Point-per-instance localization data
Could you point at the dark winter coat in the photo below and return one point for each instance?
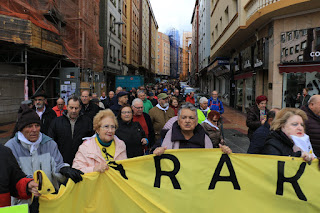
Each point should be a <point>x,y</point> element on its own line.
<point>131,133</point>
<point>91,110</point>
<point>313,129</point>
<point>258,139</point>
<point>47,117</point>
<point>278,143</point>
<point>68,144</point>
<point>12,179</point>
<point>253,119</point>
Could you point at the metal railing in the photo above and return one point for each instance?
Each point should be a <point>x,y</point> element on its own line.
<point>255,5</point>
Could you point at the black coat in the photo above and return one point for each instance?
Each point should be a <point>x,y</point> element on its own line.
<point>68,144</point>
<point>131,133</point>
<point>47,117</point>
<point>278,143</point>
<point>10,175</point>
<point>253,119</point>
<point>91,110</point>
<point>313,129</point>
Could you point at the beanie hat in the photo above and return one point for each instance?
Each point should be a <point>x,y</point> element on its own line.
<point>27,116</point>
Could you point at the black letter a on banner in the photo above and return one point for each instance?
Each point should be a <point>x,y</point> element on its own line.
<point>293,180</point>
<point>216,176</point>
<point>171,175</point>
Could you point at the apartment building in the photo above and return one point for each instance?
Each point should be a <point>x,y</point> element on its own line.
<point>264,47</point>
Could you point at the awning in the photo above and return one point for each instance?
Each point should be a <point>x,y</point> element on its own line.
<point>294,68</point>
<point>243,76</point>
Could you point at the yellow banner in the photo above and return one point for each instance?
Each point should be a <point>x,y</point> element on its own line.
<point>194,180</point>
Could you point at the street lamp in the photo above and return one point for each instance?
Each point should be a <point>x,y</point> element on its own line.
<point>108,49</point>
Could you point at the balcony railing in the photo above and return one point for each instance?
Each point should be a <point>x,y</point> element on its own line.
<point>255,5</point>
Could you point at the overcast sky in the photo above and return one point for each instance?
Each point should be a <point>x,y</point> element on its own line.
<point>173,13</point>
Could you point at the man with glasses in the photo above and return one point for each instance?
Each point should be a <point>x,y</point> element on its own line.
<point>46,114</point>
<point>69,129</point>
<point>160,114</point>
<point>144,120</point>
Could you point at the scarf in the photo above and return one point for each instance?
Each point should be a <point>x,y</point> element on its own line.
<point>208,122</point>
<point>32,146</point>
<point>163,109</point>
<point>303,143</point>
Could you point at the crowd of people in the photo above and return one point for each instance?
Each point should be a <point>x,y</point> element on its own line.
<point>88,132</point>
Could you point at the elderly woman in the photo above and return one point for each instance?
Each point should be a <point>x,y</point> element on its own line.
<point>212,127</point>
<point>288,137</point>
<point>257,115</point>
<point>203,110</point>
<point>34,151</point>
<point>94,154</point>
<point>186,132</point>
<point>131,133</point>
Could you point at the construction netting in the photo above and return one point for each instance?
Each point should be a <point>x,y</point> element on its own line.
<point>75,21</point>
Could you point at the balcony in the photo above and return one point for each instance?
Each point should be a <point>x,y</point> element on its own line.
<point>254,6</point>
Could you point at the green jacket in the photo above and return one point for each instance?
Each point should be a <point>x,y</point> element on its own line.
<point>147,105</point>
<point>201,116</point>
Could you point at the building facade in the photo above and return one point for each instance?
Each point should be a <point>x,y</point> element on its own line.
<point>277,55</point>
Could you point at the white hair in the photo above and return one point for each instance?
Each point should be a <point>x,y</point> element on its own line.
<point>203,99</point>
<point>136,100</point>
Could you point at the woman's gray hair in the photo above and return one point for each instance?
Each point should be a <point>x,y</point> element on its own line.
<point>189,106</point>
<point>203,99</point>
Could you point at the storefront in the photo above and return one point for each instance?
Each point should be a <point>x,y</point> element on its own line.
<point>300,64</point>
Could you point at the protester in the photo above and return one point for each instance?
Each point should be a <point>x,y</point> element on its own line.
<point>257,115</point>
<point>60,107</point>
<point>190,98</point>
<point>88,108</point>
<point>45,113</point>
<point>69,129</point>
<point>144,120</point>
<point>131,133</point>
<point>313,122</point>
<point>94,154</point>
<point>212,127</point>
<point>215,104</point>
<point>286,128</point>
<point>186,132</point>
<point>122,99</point>
<point>13,181</point>
<point>147,105</point>
<point>303,100</point>
<point>160,114</point>
<point>261,134</point>
<point>34,150</point>
<point>203,110</point>
<point>174,104</point>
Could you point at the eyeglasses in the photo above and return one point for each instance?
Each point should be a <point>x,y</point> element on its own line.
<point>106,127</point>
<point>137,107</point>
<point>126,112</point>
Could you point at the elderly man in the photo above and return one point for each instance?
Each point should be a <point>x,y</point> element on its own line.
<point>45,113</point>
<point>35,151</point>
<point>160,114</point>
<point>122,100</point>
<point>88,108</point>
<point>203,110</point>
<point>144,120</point>
<point>313,122</point>
<point>13,181</point>
<point>147,105</point>
<point>60,107</point>
<point>69,129</point>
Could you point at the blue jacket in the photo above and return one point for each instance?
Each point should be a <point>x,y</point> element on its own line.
<point>258,139</point>
<point>216,105</point>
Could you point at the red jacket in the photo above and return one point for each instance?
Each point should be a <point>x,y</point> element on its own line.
<point>191,100</point>
<point>58,111</point>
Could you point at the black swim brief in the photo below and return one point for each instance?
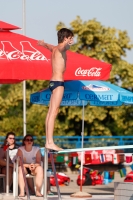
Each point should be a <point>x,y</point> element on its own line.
<point>28,170</point>
<point>55,84</point>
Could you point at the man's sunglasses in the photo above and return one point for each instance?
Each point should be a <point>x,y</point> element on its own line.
<point>29,140</point>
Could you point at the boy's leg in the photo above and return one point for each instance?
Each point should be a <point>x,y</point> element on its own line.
<point>55,101</point>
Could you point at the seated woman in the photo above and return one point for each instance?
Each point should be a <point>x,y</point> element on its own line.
<point>11,143</point>
<point>32,164</point>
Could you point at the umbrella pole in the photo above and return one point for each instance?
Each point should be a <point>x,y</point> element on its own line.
<point>81,194</point>
<point>24,82</point>
<point>82,146</point>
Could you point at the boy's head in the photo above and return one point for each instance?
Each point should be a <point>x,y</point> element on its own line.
<point>64,33</point>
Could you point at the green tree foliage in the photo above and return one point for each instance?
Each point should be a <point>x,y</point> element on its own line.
<point>94,40</point>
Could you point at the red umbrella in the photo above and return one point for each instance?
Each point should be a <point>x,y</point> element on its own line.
<point>22,59</point>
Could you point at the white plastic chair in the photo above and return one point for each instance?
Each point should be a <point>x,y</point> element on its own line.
<point>27,176</point>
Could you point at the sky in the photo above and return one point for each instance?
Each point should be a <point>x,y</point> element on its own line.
<point>42,16</point>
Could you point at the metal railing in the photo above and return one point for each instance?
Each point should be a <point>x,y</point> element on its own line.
<point>76,141</point>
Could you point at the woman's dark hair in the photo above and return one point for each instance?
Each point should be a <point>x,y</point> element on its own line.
<point>7,135</point>
<point>25,137</point>
<point>64,33</point>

INSTRUCTIONS TO FOLLOW: For the records above, state how many lines contain the string "elderly", with no added text.

SOLUTION TO THIS PROBLEM: 2